Records drawn from a dataset:
- - -

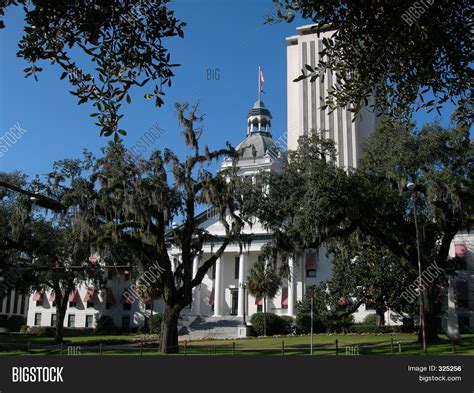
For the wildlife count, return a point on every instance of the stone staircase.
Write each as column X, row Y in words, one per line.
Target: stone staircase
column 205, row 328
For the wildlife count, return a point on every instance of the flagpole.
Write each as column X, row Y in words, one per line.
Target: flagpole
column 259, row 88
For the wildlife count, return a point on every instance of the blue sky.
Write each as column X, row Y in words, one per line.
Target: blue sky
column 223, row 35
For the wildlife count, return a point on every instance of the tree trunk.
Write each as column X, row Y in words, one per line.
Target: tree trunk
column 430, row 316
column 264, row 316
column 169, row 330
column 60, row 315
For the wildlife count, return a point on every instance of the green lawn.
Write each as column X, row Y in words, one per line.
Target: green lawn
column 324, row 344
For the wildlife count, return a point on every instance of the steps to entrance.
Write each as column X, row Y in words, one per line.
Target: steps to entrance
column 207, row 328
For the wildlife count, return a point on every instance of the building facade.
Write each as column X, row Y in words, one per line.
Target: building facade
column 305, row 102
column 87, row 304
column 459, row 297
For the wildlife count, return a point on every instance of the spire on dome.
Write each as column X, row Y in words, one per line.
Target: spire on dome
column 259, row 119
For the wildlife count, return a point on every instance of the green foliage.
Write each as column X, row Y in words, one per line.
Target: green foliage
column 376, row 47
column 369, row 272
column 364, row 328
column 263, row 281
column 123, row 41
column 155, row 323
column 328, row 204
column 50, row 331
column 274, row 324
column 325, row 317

- - -

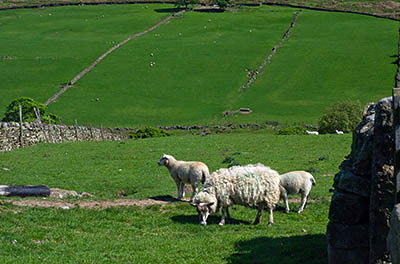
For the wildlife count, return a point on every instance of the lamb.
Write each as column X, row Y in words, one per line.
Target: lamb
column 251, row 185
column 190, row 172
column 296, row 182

- - -

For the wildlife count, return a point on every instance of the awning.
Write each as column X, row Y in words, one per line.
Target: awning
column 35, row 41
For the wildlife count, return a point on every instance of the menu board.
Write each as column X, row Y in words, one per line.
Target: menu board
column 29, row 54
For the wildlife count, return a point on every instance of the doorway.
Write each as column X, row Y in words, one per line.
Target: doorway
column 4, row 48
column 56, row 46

- - -

Problem requirements: Retype the portion of the data above that starts on the line with "steps to entrance." and finishes on the line with "spire on dome.", including both of those lines.

Expected answer:
For the wildlife count, return a point on every instance of the steps to entrance.
Write each as column X, row Y in words, one per line.
Target: steps to entrance
column 207, row 328
For the wildlife count, return a point on every instance of the building facade.
Write each as column X, row Y in words, one per line.
Target: building facade
column 305, row 102
column 87, row 304
column 459, row 297
For the wildlife count, return a point on every instance of the spire on dome.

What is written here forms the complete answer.